**Work required**
Keep each line of the material that includes "wooden", and leave out the rest.

**Provided data**
·····

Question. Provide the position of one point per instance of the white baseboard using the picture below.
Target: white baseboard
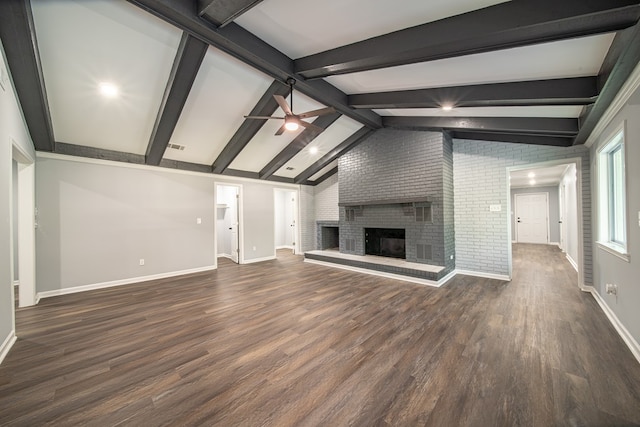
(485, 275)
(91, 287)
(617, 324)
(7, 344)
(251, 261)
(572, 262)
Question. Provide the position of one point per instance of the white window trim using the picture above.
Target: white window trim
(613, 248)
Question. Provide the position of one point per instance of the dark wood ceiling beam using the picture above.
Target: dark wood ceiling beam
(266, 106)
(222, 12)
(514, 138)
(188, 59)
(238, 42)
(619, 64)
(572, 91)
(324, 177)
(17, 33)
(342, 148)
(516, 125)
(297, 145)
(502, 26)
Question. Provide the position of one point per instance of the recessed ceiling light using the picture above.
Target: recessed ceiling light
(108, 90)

·····

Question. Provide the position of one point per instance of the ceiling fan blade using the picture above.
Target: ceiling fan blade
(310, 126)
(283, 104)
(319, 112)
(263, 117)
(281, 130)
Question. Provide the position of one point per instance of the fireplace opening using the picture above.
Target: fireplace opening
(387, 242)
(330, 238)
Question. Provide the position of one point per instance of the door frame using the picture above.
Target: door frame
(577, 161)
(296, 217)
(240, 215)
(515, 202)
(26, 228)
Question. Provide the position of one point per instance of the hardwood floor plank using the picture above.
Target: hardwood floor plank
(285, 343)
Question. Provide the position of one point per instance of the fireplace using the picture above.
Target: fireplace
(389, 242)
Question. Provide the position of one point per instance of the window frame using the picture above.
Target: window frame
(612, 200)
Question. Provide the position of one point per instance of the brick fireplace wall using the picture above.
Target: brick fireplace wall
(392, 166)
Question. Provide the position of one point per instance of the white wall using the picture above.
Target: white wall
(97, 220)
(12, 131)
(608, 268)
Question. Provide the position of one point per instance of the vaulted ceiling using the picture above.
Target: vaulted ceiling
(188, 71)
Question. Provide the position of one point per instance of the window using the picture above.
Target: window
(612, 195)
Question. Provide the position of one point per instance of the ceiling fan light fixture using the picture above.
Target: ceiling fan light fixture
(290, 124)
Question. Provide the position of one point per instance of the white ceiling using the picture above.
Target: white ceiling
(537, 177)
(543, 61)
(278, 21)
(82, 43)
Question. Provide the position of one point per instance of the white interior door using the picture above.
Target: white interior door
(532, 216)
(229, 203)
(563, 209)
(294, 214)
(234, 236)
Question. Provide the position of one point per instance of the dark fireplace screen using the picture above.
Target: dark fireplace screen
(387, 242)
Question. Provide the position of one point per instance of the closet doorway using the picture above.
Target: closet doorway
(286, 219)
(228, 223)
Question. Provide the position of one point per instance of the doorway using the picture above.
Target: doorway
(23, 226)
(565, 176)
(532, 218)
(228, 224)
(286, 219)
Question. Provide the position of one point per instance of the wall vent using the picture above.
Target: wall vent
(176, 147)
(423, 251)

·····

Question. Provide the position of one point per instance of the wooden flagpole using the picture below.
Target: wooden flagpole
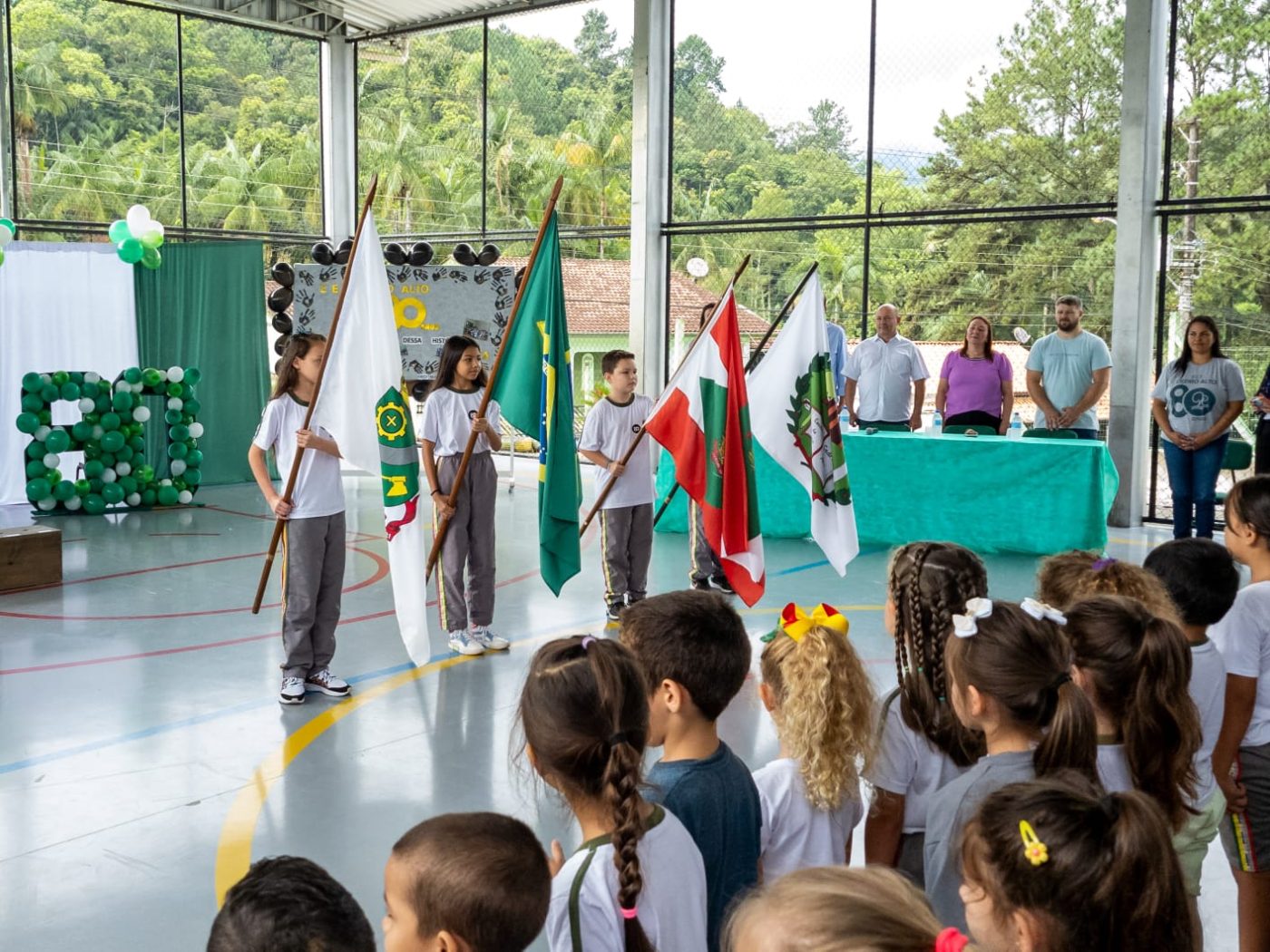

·····

**Task solution**
Question. Provide the position of one point per instance of the wooden flagpole using the picture below.
Target: wooden flagpole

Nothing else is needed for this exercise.